___ WORKING DATA

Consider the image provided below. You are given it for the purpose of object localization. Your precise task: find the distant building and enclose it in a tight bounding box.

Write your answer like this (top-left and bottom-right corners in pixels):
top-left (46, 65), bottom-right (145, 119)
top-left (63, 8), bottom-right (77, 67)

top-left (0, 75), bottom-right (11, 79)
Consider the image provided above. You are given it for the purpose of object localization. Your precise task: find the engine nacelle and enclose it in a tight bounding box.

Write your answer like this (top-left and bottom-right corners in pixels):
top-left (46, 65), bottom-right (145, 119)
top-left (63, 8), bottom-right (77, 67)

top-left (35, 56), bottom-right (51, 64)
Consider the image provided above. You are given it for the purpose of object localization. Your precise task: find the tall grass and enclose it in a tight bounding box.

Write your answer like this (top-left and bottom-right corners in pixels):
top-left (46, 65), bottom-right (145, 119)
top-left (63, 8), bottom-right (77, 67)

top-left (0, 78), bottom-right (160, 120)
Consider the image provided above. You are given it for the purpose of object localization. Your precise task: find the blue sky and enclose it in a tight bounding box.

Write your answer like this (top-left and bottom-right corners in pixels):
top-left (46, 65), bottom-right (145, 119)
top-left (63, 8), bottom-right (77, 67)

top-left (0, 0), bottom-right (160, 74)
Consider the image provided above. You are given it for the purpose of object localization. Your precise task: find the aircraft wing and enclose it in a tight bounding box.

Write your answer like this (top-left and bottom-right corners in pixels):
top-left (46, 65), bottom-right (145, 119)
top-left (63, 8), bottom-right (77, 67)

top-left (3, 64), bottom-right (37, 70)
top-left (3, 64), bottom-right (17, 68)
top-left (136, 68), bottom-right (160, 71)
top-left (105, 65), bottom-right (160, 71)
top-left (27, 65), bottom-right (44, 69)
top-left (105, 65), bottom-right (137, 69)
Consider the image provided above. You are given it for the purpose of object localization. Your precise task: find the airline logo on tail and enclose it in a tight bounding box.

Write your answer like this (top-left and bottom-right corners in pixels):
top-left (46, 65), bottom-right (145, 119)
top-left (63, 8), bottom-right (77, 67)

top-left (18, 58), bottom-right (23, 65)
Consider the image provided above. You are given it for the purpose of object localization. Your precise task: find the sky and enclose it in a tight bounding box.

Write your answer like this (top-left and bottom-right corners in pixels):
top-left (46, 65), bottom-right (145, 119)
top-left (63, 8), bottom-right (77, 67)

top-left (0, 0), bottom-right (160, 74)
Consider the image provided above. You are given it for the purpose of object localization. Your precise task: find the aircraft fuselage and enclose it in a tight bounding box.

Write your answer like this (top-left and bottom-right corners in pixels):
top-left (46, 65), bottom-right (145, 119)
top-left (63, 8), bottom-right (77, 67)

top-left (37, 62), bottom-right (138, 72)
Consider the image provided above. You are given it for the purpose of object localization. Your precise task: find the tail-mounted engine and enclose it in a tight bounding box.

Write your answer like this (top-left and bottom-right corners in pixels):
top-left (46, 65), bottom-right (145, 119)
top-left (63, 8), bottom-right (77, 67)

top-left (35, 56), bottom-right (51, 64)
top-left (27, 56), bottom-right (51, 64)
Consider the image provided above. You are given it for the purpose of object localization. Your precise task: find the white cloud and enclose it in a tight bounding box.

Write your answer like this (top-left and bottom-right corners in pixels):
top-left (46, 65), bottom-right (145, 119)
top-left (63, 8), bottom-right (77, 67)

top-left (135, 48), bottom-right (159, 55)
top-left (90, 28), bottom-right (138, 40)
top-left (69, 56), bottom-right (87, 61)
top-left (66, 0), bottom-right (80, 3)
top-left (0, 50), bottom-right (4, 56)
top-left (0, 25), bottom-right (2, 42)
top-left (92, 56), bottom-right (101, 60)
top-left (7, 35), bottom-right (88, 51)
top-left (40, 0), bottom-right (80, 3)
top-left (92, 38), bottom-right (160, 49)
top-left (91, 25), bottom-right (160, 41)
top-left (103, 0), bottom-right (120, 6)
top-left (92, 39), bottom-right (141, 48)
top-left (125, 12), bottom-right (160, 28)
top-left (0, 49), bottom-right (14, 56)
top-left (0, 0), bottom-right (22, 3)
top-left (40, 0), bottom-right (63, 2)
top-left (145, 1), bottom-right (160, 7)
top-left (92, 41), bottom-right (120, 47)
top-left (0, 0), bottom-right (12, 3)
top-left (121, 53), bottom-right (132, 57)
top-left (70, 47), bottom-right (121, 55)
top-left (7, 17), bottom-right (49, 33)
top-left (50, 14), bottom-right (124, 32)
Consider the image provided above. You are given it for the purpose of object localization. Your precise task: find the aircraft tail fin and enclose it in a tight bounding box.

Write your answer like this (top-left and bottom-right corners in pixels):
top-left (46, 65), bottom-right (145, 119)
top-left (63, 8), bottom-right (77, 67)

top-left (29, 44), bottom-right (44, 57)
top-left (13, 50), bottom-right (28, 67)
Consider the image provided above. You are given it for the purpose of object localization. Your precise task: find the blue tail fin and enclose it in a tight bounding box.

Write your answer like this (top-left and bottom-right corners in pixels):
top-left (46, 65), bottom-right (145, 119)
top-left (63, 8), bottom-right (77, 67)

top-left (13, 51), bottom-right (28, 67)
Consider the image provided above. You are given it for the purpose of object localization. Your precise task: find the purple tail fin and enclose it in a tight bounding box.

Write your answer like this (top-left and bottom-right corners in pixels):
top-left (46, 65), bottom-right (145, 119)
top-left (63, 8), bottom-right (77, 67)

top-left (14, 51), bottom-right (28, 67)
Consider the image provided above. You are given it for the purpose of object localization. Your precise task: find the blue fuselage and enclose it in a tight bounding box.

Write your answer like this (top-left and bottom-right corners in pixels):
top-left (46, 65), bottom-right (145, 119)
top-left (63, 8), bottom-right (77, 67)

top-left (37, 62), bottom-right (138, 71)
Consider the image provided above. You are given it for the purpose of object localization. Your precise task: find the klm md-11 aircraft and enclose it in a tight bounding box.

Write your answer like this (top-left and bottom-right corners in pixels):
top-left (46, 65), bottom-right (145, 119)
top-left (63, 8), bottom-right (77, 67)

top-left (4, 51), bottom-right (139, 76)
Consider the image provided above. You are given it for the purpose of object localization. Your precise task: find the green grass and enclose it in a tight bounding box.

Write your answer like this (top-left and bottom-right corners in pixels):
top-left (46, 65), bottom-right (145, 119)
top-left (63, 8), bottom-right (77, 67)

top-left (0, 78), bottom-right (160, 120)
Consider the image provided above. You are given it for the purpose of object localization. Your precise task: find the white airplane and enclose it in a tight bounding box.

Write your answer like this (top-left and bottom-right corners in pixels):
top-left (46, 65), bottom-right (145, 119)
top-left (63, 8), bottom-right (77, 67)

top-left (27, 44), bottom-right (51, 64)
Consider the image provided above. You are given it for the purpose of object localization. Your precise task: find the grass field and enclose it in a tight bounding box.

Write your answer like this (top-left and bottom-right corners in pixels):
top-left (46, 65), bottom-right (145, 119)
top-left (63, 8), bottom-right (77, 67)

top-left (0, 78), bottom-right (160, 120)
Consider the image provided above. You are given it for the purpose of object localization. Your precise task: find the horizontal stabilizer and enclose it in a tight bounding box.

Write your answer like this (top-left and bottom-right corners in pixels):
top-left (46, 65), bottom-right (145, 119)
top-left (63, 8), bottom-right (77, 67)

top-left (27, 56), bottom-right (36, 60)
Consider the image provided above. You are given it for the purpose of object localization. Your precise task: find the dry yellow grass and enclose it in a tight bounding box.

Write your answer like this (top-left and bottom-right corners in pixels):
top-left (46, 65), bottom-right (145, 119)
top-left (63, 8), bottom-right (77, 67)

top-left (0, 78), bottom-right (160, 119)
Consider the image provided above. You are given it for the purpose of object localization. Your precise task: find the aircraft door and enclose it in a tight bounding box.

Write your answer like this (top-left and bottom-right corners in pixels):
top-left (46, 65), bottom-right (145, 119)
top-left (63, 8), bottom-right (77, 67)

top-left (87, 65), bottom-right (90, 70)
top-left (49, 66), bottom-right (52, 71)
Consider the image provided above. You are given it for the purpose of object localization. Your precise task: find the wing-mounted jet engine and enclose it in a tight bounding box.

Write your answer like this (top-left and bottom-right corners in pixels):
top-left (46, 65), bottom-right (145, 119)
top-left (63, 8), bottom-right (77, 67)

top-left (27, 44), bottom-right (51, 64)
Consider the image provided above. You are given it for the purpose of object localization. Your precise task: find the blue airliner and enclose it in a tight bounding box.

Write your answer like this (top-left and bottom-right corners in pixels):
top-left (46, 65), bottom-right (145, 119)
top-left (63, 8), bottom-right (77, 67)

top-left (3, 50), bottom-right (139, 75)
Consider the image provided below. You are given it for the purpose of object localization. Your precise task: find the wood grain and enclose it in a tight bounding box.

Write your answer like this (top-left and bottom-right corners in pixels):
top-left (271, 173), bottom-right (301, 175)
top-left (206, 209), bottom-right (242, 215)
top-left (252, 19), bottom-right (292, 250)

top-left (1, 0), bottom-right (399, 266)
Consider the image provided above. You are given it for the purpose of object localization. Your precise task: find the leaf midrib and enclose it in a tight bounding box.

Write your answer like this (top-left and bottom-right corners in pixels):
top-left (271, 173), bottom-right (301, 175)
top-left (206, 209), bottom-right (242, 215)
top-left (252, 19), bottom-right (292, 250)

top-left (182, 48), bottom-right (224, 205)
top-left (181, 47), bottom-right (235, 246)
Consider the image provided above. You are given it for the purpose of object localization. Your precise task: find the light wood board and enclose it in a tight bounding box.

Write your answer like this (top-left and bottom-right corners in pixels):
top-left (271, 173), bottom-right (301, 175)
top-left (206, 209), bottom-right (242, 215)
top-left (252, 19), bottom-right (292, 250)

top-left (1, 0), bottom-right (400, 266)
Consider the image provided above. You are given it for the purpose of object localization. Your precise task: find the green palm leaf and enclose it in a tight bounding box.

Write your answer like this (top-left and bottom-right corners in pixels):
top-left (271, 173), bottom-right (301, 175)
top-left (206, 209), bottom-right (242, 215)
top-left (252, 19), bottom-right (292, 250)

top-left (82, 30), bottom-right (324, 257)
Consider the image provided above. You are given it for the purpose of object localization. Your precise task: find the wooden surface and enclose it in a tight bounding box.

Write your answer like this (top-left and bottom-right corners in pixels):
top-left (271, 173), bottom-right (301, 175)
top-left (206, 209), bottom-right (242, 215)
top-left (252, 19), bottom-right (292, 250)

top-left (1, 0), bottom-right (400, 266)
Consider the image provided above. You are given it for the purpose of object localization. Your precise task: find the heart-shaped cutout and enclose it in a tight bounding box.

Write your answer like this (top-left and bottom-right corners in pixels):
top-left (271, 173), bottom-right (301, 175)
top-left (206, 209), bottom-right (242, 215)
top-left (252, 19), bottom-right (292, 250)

______

TASK DESCRIPTION → Wherever the string "grass" appears in the entries above, list that line.

WRITTEN ANSWER →
Consider the image provided above. You are given it for the purpose of object localization. Your precise task: find the tall grass and enclose it in a tight bounding box.
Consider the image provided above. You are given it for the purpose of object localization. Your precise task: find the green grass and enclose it in a tight bounding box.
Consider the image provided above. You are given it for the purpose of object localization. Your precise task: find the grass field and enclose it in a tight bounding box.
Consider the image provided above. You are given it for the purpose of object localization. Your precise task: find the dry yellow grass and enclose it in a tight bounding box.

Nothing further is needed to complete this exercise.